START Records

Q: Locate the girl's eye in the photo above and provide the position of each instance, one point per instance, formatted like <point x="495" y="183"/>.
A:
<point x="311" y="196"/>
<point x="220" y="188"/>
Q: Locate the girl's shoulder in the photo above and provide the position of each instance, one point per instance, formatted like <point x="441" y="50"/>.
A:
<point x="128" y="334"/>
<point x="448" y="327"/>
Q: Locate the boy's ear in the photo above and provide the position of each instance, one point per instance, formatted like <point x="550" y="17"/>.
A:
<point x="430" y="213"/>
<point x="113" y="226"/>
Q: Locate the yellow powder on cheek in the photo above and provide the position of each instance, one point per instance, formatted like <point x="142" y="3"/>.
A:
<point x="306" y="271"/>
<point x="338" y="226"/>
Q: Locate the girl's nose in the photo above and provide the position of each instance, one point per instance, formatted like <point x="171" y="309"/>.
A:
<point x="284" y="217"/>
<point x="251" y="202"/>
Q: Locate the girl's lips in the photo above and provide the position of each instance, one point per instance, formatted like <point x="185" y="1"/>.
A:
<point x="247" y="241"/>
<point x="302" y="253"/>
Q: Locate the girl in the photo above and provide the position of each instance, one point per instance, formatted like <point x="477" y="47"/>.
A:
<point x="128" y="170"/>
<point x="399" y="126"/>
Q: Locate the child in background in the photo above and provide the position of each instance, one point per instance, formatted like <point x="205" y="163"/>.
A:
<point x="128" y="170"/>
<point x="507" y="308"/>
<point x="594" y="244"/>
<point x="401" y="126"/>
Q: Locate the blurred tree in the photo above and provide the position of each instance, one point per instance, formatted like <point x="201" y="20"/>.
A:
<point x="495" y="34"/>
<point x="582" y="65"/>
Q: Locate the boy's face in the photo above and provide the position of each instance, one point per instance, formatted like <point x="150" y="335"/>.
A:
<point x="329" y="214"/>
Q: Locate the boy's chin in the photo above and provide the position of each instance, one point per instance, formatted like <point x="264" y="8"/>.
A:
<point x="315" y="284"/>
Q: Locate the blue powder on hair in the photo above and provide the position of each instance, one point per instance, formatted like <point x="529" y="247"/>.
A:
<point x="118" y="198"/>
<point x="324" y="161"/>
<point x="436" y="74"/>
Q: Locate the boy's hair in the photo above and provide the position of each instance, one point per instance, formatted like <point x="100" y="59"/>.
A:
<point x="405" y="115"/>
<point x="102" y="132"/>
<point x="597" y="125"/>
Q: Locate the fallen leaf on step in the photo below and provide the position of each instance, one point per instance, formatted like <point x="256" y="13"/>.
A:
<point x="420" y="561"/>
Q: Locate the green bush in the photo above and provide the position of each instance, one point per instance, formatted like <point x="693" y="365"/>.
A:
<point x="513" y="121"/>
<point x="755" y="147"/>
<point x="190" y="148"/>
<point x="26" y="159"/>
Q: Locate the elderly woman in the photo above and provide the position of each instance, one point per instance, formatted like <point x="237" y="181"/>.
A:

END Records

Exercise brief.
In the records above, find each line holding "powder" and copy it.

Answer box.
Q: Locate the yellow powder on cheek in the photo above and provide the position of each instance, one point per instance, formatted like <point x="142" y="3"/>.
Q: Locate the blue powder on hair in the photo above and provide the position of each instance, one point per instance, formatted like <point x="529" y="247"/>.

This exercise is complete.